» **DATA TO USE**
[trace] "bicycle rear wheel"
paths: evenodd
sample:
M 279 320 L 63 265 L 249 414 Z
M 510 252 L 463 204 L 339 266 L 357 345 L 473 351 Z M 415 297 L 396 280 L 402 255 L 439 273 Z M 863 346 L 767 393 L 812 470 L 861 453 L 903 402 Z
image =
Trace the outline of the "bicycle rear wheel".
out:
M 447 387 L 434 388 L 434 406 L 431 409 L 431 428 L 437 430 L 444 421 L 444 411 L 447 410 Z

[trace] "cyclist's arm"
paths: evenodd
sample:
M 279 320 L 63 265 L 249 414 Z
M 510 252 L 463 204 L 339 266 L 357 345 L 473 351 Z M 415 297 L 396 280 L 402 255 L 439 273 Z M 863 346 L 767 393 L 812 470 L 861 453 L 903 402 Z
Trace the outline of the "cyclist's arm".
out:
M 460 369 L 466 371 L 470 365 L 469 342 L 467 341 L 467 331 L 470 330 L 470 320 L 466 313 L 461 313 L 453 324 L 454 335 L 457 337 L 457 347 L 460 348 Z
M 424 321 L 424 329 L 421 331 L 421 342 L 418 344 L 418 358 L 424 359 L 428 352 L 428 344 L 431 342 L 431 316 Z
---
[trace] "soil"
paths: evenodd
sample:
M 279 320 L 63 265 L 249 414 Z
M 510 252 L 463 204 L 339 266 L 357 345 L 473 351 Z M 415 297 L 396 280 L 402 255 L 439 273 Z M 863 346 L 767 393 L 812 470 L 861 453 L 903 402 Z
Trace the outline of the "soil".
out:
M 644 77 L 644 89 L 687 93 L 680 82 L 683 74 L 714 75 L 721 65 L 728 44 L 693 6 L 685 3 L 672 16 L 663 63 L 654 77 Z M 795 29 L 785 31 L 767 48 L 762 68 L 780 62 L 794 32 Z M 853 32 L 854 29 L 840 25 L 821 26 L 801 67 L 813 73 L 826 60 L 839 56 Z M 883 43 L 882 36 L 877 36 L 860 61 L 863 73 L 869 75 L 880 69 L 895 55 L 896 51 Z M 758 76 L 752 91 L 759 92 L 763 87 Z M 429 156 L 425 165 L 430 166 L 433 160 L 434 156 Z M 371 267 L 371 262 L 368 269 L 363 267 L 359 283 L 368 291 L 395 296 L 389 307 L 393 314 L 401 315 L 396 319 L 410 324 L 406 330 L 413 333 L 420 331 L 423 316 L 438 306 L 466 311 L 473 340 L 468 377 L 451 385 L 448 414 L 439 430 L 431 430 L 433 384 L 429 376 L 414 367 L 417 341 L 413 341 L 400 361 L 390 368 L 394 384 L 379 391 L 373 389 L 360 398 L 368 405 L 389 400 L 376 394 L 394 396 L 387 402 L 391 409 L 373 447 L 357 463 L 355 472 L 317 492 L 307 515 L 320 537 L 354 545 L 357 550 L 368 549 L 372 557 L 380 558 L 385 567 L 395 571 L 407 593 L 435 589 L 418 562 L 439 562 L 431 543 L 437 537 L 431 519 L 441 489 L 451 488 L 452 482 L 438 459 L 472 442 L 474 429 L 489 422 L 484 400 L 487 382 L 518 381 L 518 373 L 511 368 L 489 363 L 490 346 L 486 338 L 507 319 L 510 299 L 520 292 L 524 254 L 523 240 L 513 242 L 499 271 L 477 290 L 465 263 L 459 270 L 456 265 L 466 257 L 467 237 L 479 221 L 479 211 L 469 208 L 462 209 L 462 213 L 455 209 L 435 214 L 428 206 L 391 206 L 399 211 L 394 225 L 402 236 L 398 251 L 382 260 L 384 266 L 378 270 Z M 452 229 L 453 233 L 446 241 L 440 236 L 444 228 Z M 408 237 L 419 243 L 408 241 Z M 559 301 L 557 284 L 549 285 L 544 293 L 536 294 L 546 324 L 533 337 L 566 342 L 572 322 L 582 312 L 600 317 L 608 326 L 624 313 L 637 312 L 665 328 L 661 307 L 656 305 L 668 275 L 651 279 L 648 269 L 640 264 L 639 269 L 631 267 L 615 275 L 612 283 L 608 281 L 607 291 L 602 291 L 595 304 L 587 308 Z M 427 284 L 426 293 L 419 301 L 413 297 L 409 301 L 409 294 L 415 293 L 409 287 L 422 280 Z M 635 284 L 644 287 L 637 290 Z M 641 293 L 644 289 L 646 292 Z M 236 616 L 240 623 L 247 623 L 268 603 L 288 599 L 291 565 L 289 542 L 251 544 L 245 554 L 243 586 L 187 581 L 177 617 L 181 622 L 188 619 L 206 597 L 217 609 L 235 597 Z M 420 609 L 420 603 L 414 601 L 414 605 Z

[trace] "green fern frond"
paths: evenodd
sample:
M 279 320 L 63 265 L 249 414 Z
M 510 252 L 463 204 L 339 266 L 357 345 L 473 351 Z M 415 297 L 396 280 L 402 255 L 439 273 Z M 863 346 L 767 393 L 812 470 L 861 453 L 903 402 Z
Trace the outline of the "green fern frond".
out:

» **THE TASK**
Which lines of the data include the string "frond"? Find them and copy each one.

» **ANSWER FOR THE TASK**
[trace] "green fern frond"
Trace the outline of the "green fern frond".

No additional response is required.